▶ **To do**: Going line by line through the records below, count those with the word "wooden" and give only the count.

▶ **Collected data**:
------------------------------

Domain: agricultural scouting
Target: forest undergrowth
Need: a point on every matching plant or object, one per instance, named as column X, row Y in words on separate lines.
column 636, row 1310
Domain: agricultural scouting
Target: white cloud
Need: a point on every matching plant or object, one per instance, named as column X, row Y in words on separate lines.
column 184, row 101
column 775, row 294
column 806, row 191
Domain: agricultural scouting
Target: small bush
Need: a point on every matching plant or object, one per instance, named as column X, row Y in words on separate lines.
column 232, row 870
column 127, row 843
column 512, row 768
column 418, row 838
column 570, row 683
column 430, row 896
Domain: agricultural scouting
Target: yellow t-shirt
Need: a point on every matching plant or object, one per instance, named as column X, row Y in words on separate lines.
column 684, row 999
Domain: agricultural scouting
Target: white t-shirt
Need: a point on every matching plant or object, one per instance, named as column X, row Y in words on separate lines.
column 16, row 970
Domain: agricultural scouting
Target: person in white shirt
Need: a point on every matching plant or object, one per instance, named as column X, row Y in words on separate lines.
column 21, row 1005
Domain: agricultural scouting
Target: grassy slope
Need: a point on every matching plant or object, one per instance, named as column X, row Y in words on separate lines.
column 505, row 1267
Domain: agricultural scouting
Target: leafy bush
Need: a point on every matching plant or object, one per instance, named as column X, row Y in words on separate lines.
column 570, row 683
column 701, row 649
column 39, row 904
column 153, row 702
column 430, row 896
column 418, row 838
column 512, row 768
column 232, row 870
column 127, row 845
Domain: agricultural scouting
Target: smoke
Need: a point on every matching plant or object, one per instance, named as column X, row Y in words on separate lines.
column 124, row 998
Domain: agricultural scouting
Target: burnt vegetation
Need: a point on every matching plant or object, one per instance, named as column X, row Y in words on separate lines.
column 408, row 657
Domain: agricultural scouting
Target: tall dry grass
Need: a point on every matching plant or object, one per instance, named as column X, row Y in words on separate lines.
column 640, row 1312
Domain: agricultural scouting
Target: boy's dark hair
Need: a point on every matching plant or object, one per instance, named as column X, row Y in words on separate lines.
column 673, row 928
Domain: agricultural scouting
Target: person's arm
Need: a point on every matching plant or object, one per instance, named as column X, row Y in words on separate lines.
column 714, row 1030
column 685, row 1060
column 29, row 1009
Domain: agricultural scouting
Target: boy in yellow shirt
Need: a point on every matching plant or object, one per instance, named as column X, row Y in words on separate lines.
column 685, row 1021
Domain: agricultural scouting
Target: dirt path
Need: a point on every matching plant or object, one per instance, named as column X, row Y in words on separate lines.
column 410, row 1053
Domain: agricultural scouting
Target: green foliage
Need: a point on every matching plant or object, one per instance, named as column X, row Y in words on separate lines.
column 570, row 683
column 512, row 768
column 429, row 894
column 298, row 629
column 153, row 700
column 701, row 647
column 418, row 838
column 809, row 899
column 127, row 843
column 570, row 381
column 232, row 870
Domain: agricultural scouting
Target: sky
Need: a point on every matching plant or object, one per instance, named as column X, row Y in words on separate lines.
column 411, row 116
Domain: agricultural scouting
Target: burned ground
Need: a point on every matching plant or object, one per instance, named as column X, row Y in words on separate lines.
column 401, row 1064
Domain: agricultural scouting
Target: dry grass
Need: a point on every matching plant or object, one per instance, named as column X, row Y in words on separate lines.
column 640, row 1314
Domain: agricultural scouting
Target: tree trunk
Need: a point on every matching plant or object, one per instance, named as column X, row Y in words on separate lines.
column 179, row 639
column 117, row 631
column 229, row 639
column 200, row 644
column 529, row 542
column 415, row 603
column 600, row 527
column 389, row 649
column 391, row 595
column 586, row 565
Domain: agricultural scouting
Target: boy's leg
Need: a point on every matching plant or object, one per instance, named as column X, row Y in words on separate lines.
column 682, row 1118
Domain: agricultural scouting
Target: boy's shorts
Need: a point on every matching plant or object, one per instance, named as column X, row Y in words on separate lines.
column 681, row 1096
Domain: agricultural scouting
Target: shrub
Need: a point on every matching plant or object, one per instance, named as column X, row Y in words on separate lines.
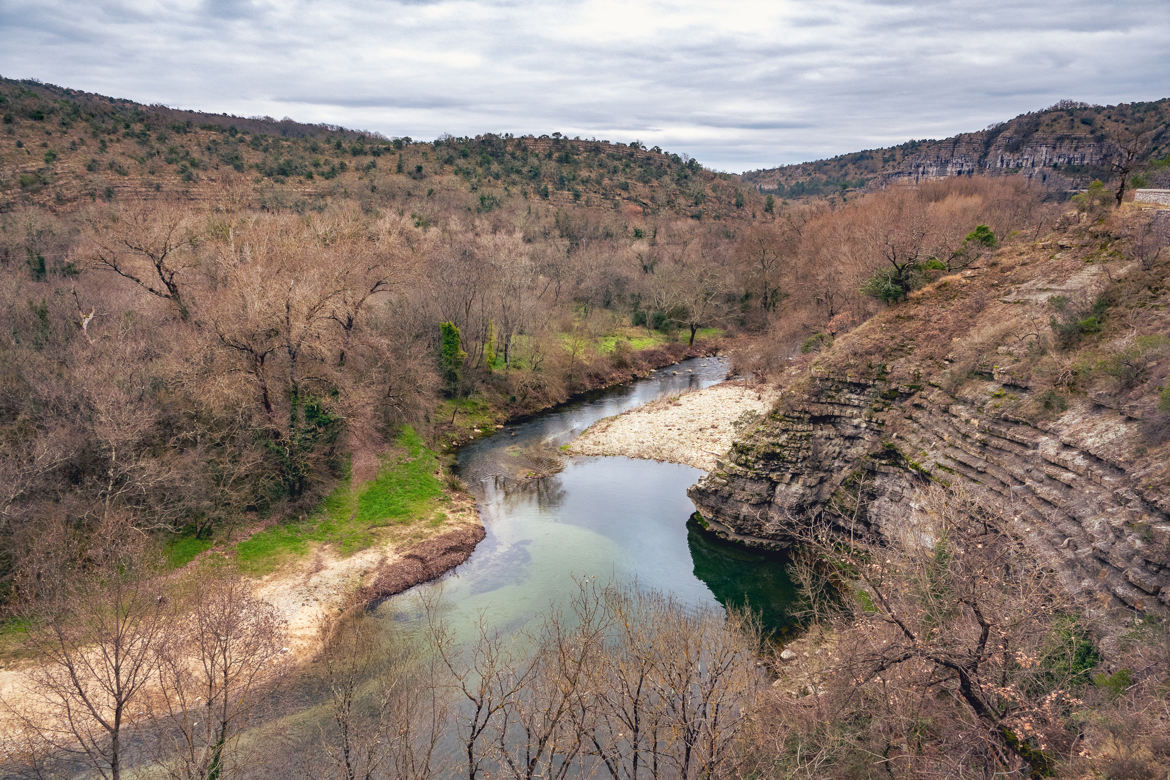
column 816, row 343
column 1071, row 324
column 890, row 285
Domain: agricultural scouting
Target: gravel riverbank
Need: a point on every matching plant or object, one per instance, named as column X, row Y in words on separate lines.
column 694, row 428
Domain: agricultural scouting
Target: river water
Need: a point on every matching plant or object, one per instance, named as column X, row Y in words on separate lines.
column 611, row 518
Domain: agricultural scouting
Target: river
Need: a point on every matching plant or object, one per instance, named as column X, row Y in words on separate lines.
column 616, row 519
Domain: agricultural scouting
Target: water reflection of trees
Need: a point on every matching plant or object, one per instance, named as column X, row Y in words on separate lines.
column 549, row 491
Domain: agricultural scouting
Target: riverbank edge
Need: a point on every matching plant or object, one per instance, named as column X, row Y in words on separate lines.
column 434, row 557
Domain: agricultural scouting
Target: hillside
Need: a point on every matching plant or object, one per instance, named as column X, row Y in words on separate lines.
column 1036, row 380
column 1062, row 147
column 60, row 146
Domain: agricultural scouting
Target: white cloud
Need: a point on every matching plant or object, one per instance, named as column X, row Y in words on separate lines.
column 738, row 85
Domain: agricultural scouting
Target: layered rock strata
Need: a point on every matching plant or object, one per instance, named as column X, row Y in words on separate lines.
column 892, row 409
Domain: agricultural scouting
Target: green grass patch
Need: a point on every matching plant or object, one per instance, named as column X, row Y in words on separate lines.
column 407, row 488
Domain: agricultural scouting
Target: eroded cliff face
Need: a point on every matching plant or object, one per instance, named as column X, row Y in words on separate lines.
column 964, row 386
column 1057, row 160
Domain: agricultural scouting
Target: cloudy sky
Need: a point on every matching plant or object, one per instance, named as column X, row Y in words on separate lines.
column 736, row 84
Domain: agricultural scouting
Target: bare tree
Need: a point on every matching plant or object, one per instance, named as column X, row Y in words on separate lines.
column 222, row 648
column 956, row 628
column 96, row 637
column 149, row 244
column 387, row 710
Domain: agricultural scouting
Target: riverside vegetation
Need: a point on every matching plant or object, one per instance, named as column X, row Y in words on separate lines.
column 231, row 340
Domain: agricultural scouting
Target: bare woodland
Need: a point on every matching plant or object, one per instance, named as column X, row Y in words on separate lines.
column 206, row 360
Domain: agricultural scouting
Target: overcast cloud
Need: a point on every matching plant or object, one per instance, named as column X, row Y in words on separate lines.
column 738, row 85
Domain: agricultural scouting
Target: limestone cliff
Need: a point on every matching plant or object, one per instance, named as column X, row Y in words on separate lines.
column 972, row 384
column 1064, row 147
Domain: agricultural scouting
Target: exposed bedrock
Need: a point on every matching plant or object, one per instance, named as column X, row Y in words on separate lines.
column 867, row 449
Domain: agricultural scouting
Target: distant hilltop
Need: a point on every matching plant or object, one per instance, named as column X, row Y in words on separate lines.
column 1064, row 146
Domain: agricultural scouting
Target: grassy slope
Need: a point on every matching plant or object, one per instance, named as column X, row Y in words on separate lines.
column 407, row 490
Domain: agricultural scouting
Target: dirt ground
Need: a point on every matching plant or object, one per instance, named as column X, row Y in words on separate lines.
column 695, row 428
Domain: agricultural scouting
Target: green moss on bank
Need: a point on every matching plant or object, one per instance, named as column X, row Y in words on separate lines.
column 407, row 488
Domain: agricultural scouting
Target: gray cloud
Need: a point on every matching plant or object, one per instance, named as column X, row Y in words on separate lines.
column 737, row 85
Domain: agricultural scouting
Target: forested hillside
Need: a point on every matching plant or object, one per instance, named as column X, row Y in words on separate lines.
column 1064, row 147
column 245, row 337
column 212, row 321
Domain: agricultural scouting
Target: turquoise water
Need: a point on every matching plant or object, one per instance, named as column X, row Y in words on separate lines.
column 614, row 519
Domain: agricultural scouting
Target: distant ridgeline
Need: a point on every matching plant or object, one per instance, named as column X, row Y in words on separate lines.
column 60, row 146
column 1064, row 147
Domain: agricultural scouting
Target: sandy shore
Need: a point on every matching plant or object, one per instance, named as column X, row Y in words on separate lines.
column 310, row 593
column 694, row 428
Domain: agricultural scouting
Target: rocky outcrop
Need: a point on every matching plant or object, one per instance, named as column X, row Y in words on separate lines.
column 1062, row 147
column 915, row 398
column 866, row 449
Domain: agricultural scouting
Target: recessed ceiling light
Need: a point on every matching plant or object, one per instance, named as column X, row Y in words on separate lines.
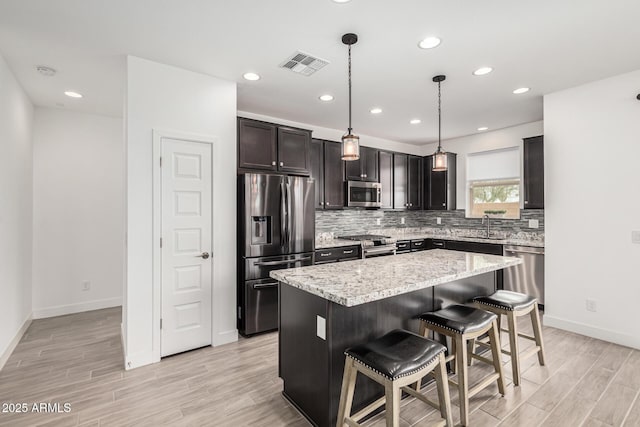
column 251, row 76
column 46, row 71
column 72, row 94
column 429, row 43
column 482, row 71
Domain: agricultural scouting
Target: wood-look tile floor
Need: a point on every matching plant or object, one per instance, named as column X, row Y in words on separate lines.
column 77, row 359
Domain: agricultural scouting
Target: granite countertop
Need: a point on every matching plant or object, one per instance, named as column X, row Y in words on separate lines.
column 357, row 282
column 497, row 241
column 336, row 243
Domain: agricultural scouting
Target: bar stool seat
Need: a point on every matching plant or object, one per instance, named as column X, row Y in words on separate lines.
column 514, row 305
column 396, row 354
column 460, row 319
column 463, row 324
column 396, row 360
column 507, row 300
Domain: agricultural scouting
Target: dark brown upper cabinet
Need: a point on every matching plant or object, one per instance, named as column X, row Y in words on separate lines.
column 293, row 151
column 534, row 172
column 414, row 178
column 440, row 187
column 317, row 172
column 365, row 168
column 327, row 169
column 386, row 179
column 407, row 182
column 257, row 145
column 333, row 176
column 400, row 181
column 270, row 147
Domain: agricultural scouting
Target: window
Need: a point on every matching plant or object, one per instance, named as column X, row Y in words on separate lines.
column 493, row 184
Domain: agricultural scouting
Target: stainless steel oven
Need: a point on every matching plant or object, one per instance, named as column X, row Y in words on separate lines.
column 364, row 194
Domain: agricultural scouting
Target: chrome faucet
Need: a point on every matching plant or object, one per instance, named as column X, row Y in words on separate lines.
column 488, row 224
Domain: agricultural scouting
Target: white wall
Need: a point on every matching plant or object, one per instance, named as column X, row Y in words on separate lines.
column 168, row 98
column 485, row 141
column 592, row 135
column 336, row 134
column 78, row 226
column 16, row 165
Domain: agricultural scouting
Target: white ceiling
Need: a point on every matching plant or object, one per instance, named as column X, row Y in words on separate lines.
column 547, row 45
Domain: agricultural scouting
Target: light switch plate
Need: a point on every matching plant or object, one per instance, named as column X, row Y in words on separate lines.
column 321, row 327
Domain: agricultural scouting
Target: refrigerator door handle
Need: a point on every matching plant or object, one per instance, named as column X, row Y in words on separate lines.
column 285, row 262
column 283, row 215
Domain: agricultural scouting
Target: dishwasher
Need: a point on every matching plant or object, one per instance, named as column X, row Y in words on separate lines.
column 528, row 277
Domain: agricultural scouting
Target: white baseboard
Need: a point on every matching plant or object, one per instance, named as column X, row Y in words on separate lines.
column 133, row 361
column 593, row 332
column 61, row 310
column 225, row 337
column 14, row 342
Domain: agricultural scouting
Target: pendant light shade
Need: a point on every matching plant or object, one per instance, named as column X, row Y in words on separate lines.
column 350, row 142
column 439, row 157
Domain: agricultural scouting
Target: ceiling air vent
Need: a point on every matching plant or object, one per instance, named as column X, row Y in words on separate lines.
column 303, row 63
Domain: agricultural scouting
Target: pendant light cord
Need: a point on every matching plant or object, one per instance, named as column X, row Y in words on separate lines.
column 439, row 118
column 350, row 90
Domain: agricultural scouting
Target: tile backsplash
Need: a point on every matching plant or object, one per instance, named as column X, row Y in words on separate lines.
column 358, row 221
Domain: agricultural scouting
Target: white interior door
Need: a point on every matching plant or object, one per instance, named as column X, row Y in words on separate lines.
column 186, row 245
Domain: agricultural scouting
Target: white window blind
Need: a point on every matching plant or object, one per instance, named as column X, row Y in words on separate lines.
column 494, row 165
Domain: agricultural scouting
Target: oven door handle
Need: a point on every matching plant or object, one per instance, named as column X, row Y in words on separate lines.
column 285, row 262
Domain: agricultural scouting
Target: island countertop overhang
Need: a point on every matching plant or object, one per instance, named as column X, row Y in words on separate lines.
column 358, row 282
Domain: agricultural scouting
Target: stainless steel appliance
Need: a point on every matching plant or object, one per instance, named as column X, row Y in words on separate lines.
column 364, row 194
column 528, row 277
column 374, row 245
column 276, row 229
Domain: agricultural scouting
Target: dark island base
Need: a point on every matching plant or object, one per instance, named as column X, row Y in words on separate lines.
column 312, row 367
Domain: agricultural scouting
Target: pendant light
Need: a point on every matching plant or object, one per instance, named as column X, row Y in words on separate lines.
column 439, row 157
column 350, row 142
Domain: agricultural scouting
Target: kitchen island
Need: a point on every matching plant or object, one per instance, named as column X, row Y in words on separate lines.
column 325, row 309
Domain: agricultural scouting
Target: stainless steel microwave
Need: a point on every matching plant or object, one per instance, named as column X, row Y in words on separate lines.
column 364, row 194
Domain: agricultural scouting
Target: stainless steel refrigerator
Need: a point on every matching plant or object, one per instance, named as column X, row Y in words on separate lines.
column 276, row 229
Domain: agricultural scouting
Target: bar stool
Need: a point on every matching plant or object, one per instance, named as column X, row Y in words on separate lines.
column 514, row 305
column 395, row 361
column 463, row 323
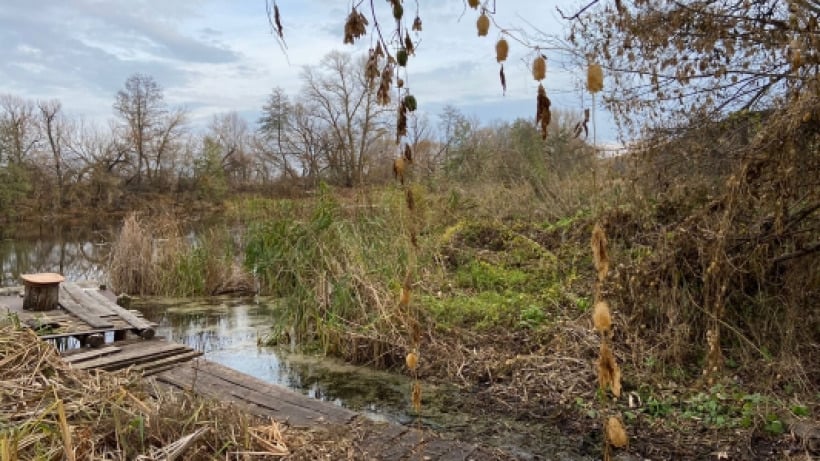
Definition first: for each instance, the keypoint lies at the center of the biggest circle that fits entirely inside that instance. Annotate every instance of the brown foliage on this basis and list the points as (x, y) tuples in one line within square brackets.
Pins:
[(543, 114)]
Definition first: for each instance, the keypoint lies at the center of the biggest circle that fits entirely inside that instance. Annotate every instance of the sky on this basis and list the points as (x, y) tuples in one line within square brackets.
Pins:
[(218, 56)]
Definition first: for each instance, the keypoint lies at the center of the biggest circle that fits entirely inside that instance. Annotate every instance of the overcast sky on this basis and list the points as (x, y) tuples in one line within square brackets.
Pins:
[(217, 56)]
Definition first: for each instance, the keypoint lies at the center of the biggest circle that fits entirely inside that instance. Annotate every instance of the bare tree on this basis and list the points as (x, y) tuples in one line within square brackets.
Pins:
[(151, 130), (19, 133), (230, 134), (337, 95), (55, 131)]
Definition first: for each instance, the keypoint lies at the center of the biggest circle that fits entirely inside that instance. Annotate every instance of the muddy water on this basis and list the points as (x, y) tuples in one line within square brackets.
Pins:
[(229, 331)]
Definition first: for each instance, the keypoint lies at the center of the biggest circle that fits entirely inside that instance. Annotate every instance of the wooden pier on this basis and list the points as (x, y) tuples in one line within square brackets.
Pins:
[(111, 337)]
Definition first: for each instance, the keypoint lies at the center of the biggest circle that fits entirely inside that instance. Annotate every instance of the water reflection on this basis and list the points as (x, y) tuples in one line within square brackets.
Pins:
[(79, 253), (227, 331)]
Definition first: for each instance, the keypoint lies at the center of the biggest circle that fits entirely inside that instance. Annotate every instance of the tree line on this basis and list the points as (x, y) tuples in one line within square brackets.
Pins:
[(331, 131)]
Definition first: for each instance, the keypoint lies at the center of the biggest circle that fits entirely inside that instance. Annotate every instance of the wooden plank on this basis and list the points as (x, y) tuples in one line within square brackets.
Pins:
[(147, 368), (145, 328), (80, 356), (134, 354), (210, 386), (81, 331), (84, 314), (225, 383), (79, 296)]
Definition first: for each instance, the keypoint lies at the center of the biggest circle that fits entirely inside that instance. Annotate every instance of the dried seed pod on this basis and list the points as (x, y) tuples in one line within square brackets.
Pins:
[(410, 102), (410, 199), (615, 432), (371, 70), (408, 156), (483, 25), (398, 169), (595, 78), (404, 299), (383, 93), (601, 317), (408, 44), (416, 396), (502, 49), (401, 122), (599, 251), (539, 68), (543, 114), (355, 26), (795, 55), (401, 57), (412, 360), (609, 373)]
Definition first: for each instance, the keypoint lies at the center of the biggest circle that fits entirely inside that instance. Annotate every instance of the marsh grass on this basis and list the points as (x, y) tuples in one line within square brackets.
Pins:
[(334, 266), (52, 411), (154, 256)]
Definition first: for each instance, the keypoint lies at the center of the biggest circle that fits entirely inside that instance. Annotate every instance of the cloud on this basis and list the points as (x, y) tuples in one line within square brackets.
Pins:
[(215, 56)]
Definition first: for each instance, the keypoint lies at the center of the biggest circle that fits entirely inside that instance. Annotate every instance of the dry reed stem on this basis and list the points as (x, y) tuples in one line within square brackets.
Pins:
[(599, 252), (615, 432), (595, 78), (601, 317), (92, 415)]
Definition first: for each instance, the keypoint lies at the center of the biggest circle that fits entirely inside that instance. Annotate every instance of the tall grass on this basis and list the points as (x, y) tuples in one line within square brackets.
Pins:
[(153, 256), (335, 266)]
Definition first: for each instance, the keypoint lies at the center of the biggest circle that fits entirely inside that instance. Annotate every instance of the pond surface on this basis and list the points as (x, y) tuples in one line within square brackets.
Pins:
[(229, 331)]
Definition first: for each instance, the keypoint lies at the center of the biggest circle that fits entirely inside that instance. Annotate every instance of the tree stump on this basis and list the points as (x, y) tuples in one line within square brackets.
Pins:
[(41, 291)]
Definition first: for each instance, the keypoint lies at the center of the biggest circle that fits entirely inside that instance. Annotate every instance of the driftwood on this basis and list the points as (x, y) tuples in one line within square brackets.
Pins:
[(144, 327)]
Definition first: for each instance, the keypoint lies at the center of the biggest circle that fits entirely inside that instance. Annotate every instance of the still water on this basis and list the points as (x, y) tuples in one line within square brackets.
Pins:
[(226, 330), (229, 331)]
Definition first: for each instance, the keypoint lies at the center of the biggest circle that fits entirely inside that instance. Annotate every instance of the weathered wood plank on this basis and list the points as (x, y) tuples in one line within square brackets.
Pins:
[(77, 294), (210, 386), (263, 398), (80, 356), (145, 328), (162, 364), (124, 358), (84, 314), (278, 393)]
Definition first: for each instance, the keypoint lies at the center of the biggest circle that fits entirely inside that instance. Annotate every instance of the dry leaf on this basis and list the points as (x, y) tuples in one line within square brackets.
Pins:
[(599, 251), (601, 317), (615, 432)]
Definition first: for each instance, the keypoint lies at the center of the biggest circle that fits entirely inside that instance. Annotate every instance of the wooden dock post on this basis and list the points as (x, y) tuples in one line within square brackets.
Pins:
[(41, 291)]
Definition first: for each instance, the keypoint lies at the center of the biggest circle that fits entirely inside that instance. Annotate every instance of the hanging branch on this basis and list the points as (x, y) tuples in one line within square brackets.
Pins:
[(578, 13), (275, 22)]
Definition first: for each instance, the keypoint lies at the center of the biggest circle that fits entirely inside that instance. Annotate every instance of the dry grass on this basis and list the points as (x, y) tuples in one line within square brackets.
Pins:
[(151, 256), (49, 410), (131, 268)]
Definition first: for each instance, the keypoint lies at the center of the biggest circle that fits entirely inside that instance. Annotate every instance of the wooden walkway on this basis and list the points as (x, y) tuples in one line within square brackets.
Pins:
[(384, 441), (128, 342), (109, 336)]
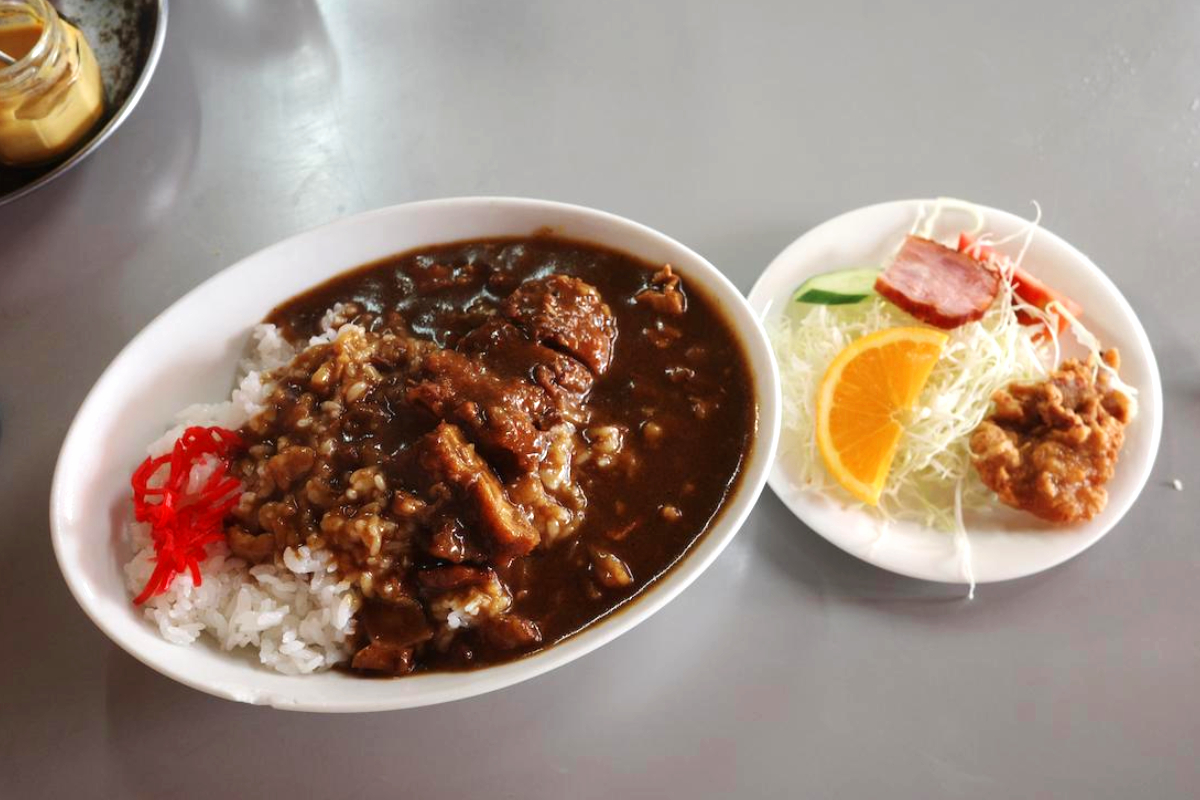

------------------------------

▶ **Exercise output**: 4